25.11.07

Amati mezzi pubblici

Caro alieno che visiti il nostro pianeta...
hai mai preso uno dei nostri mezzi pubblici? Credo di no, perchè dovresti se non per una necessità documentaristica?
In ogni caso voglio raccontarti come funzionano. Almeno qui a Torino.
Prima di tutto, da quando sono nata le cose sono cambiate parecchio. Quando ero piccola c'era un simpatico signore a bordo di ogni tram (piccolo treno cittadino) che ti faceva pagare il viaggio a seconda del numero di fermate che dovevi compiere. Così, se il tuo viaggio era breve potevi pagare una cifra più esigua, mentre con l'allungarsi del tragitto venivi a pagare sempre più. Oggi paghi lo stesso biglietto sia che tu faccia una fermata, sia che ne faccia dieci. Il progresso...
Quando hai fretta, per la legge di Murphy (una legge della fisica moderna ormai nota su tutto il pianeta), i mezzi pubblici sono appena passati. Tutti. Almeno le linee che ti servono.
Negli orari di punta, quando gli studenti devono andare a scuola, gli impiegati in ufficio, le commesse in negozio e chi più ne ha più ne metta, i mezzi sono riempiti anche dai pensionati. Che a rigor di logica potrebbero prendere la vita con più calma. Invece no, loro sono al mercato alle sei del mattino e quando tu prendi il tram già pieno, ti ritrovi con i carciofi di un'anziana signora che ti pungono le gambe e tu non ti puoi muovere. Perchè hai lo zaino di uno studente nello stomaco e la 24 ore di un impiegato nel sedere.
Quando piove e il tram è pieno è una gioia lasciare che gli ombrelli di chiunque ti sgocciolino addosso. Tutti insieme, accalcati, accaldati e gocciolanti.
Gli odori che si sentono sui mezzi vanno dal portacenere di una settimana alla tradizionale bagna caoda piemontese. Un misto di nicotina e aglio, con note di sudore rancido, un tocco di fiatella da cattiva digestione e nella stagione giusta un sentore di naftalina. Un bouquet che fa impazzire.
Per migliorare l'ambiente, poi, ci sono persone che tirano l'ultima nota della loro sigaretta tre secondi prima di salire, per poi soffiare il fumo all'interno del mezzo. Grandiosi.

• **RIGHE FORNITE**

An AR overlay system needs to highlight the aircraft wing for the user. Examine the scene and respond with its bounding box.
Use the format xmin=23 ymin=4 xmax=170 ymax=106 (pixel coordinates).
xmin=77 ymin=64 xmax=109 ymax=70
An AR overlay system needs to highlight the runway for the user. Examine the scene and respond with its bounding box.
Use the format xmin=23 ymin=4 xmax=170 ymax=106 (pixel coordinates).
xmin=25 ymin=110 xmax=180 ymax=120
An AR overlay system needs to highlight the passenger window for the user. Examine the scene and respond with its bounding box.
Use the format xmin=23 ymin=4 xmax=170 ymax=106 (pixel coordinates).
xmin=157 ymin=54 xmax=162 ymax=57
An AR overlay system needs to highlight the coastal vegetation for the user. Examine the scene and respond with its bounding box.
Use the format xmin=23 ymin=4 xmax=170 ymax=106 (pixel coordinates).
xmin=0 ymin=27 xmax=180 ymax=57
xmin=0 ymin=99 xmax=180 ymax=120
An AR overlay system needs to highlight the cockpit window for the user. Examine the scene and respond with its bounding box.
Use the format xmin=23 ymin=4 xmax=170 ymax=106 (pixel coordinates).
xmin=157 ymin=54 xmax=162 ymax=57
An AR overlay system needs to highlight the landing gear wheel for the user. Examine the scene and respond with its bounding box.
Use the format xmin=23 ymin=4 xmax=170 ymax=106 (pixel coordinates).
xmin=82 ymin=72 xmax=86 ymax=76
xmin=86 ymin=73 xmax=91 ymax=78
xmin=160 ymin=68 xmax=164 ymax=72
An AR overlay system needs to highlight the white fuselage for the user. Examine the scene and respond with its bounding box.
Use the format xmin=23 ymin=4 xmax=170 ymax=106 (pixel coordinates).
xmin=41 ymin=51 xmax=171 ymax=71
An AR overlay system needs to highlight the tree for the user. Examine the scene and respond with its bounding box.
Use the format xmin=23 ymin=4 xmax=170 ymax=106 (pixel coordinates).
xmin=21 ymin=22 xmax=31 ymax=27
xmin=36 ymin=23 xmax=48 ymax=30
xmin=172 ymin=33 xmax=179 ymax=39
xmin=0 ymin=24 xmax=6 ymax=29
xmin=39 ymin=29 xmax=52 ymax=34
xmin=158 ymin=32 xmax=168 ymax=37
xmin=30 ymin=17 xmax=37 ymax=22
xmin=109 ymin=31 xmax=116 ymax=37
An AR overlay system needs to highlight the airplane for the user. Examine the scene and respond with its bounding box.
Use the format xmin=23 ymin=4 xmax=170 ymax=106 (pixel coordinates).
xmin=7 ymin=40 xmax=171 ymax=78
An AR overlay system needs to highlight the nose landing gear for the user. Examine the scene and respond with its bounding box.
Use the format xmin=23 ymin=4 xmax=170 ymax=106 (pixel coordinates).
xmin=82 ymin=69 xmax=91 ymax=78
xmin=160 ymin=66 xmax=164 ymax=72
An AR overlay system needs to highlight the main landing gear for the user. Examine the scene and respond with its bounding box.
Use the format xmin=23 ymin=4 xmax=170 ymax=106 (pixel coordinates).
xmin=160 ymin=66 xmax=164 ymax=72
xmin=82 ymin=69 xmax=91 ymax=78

• **COMPITI DA SVOLGERE**
a) Elenchi le categorie di persone che, secondo il testo sui mezzi pubblici di Torino, riempiono i mezzi negli orari di punta.
b) Riporti come elenco JSON di stringhe, una per riga e senza righe vuote, la parte delle righe fornite che va dal loro inizio fino alla riga contenente "xmin=77 ymin=64 xmax=109 ymax=70", quest'ultima inclusa.
Il testo e le righe non hanno alcun legame tra loro.

• **RISULTATI**
a) Studenti, impiegati, commesse e pensionati.

b)
[
  "An AR overlay system needs to highlight the aircraft wing for the user. Examine the scene and respond with its bounding box.",
  "Use the format xmin=23 ymin=4 xmax=170 ymax=106 (pixel coordinates).",
  "xmin=77 ymin=64 xmax=109 ymax=70"
]